▸ **DATA RECORDS**:
== Segment start ==
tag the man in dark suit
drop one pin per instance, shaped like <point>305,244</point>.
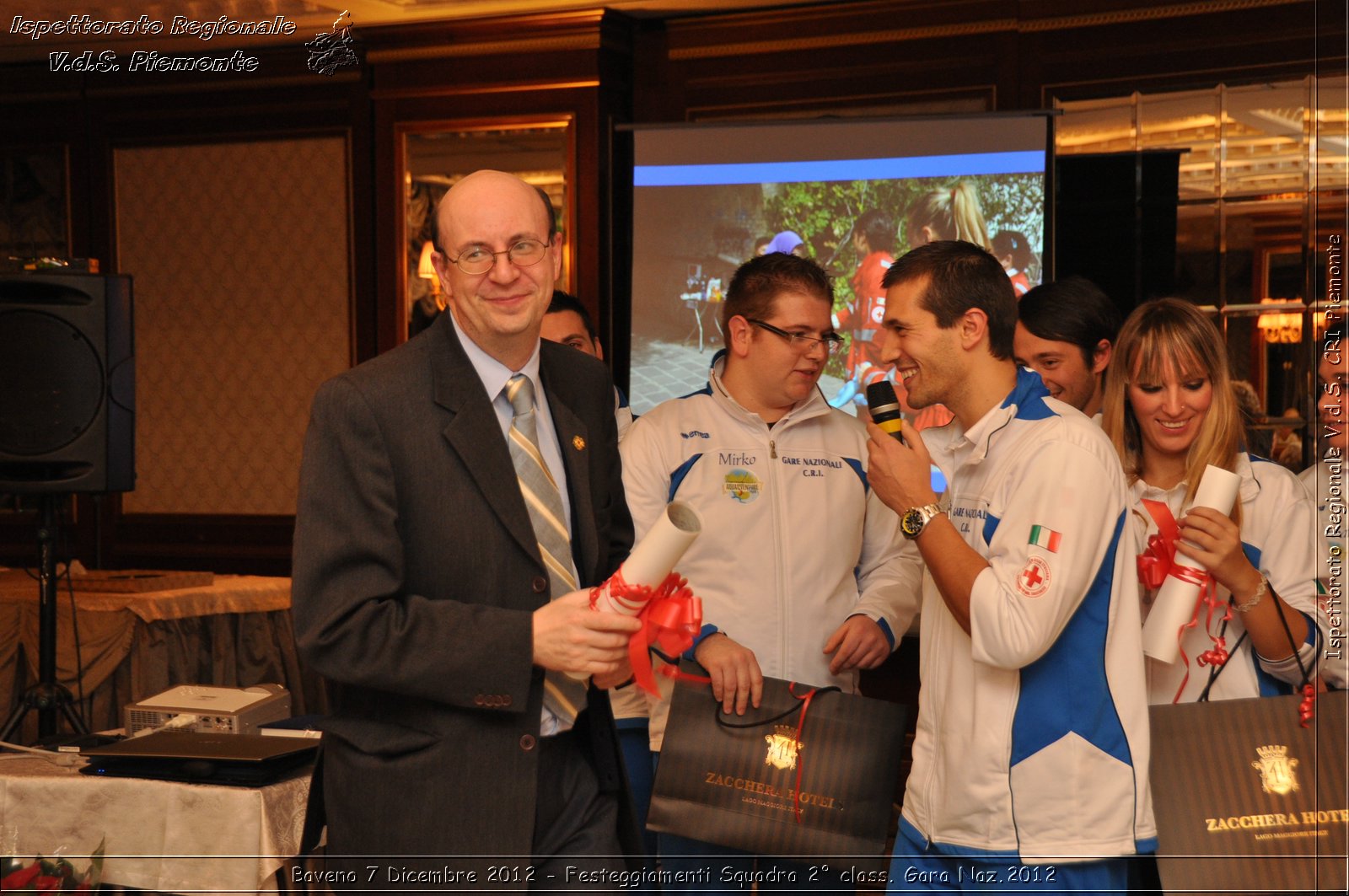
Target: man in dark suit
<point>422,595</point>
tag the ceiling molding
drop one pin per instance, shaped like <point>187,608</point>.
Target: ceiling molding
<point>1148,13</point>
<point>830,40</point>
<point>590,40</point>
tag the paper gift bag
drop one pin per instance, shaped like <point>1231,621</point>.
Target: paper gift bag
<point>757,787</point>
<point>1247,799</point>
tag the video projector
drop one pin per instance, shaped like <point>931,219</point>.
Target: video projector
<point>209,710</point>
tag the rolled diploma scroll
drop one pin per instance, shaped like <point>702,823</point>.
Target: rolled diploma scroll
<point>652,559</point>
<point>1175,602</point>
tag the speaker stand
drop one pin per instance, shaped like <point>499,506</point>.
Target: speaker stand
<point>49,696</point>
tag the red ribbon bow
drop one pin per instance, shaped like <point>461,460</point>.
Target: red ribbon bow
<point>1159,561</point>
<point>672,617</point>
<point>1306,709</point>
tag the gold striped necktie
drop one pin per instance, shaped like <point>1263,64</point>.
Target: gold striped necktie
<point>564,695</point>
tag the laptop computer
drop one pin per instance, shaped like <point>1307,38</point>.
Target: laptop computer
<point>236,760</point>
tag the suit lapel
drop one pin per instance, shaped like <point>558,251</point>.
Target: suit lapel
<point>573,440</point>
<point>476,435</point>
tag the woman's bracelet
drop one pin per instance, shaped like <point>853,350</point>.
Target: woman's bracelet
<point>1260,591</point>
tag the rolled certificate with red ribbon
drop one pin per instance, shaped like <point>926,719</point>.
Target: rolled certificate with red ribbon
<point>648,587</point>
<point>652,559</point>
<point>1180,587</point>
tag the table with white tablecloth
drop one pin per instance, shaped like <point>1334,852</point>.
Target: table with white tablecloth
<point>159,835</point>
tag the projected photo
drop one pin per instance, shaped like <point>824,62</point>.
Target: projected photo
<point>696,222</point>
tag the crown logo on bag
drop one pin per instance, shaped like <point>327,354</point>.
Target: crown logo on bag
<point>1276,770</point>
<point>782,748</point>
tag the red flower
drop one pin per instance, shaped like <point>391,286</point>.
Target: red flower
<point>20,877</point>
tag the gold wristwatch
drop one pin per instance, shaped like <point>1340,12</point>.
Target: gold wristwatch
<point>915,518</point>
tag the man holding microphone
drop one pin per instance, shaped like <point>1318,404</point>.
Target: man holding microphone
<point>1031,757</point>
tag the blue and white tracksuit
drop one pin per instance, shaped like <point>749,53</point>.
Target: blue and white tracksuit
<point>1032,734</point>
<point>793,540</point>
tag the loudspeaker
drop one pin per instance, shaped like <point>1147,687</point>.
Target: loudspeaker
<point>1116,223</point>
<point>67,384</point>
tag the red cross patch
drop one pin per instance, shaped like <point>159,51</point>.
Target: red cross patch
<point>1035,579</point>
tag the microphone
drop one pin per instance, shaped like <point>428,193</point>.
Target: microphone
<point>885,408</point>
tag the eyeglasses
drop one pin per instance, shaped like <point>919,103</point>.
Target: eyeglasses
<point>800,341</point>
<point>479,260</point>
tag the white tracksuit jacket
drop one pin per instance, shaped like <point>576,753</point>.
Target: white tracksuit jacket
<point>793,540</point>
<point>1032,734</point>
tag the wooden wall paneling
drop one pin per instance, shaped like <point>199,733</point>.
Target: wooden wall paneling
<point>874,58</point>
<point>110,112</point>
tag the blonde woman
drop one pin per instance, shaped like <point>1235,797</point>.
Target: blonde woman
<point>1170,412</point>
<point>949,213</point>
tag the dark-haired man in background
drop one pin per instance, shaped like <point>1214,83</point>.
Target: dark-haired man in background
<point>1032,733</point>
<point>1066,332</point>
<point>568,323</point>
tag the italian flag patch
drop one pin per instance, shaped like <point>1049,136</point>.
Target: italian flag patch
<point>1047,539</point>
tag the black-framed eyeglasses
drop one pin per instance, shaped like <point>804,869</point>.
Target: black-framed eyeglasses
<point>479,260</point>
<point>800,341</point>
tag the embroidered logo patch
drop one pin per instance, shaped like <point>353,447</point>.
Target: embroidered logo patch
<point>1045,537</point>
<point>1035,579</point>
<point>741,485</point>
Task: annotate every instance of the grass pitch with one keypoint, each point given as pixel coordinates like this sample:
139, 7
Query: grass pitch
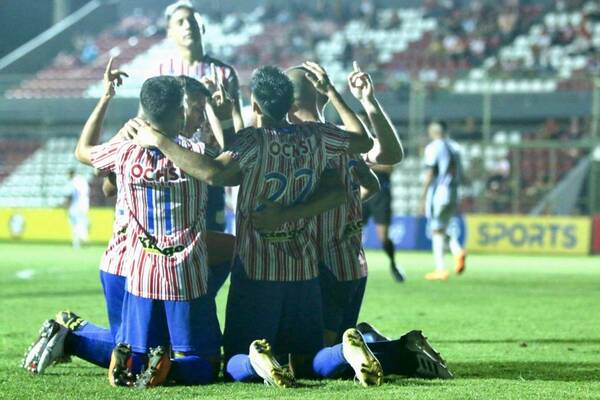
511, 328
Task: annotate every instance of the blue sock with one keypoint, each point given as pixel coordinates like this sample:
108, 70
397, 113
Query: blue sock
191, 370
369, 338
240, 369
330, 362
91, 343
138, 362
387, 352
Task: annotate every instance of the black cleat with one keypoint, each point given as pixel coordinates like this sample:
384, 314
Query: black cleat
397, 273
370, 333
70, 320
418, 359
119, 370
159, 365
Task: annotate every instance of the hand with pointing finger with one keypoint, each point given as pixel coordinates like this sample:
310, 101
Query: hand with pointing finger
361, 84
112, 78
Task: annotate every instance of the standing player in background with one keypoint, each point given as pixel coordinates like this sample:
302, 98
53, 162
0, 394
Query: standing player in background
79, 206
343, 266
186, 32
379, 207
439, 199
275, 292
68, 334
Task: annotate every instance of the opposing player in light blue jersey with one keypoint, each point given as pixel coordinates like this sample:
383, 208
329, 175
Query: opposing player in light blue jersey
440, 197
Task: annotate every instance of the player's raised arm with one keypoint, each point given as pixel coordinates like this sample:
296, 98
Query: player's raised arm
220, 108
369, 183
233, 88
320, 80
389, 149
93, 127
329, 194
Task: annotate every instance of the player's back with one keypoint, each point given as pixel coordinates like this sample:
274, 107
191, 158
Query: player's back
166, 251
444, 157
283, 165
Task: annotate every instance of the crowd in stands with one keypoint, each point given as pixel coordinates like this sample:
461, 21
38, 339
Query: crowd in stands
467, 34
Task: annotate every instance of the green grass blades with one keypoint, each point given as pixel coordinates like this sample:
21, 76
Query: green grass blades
== Segment end ==
▸ **INSTRUCTIONS TO FOLLOW**: Retype, exactly and in full, the lines above from the one containing "Target: gold wristwatch" through the one containing "tag the black-framed eyeglasses".

▸ **ANSWER AREA**:
Target: gold wristwatch
<point>915,518</point>
tag the man holding microphone
drop one pin per instance, shaped like <point>1318,404</point>.
Target: man holding microphone
<point>1031,757</point>
tag the blue and white tracksuit
drop one pin per instance, shaped like <point>749,53</point>.
Target: blue and white tracksuit
<point>1032,734</point>
<point>793,540</point>
tag the loudspeaker
drop one pin per instance, shaped like <point>1147,687</point>.
Target: loudspeaker
<point>1116,223</point>
<point>67,384</point>
tag the red cross patch
drop one pin per instance, shaped like <point>159,51</point>.
Target: red cross patch
<point>1035,579</point>
tag the microphone
drop one pin per instance, shaped like <point>428,193</point>.
Target: microphone
<point>885,408</point>
tag the eyeglasses
drop one pin per instance, shaped like <point>919,103</point>.
Target: eyeglasses
<point>800,341</point>
<point>479,260</point>
tag the white tracksuit jacket
drop one pin per instance, shaped like <point>576,753</point>.
Target: white tracksuit jacket
<point>793,540</point>
<point>1032,734</point>
tag the wooden wall paneling
drop one pin per instance, shaped like <point>199,733</point>.
Target: wooden wall paneling
<point>874,58</point>
<point>110,112</point>
tag the blonde woman
drop one pin per instance, shaped like <point>1235,797</point>.
Target: blonde woman
<point>1170,412</point>
<point>949,213</point>
tag the dark-haired man in background
drop one pin per instance, shaped like <point>1214,83</point>.
Target: dark-haired man in background
<point>1032,733</point>
<point>1066,332</point>
<point>568,323</point>
tag the italian flag patch
drop one pin per instance, shaped like <point>1049,136</point>.
Target: italian flag patch
<point>1047,539</point>
tag the black-framed eyeglasses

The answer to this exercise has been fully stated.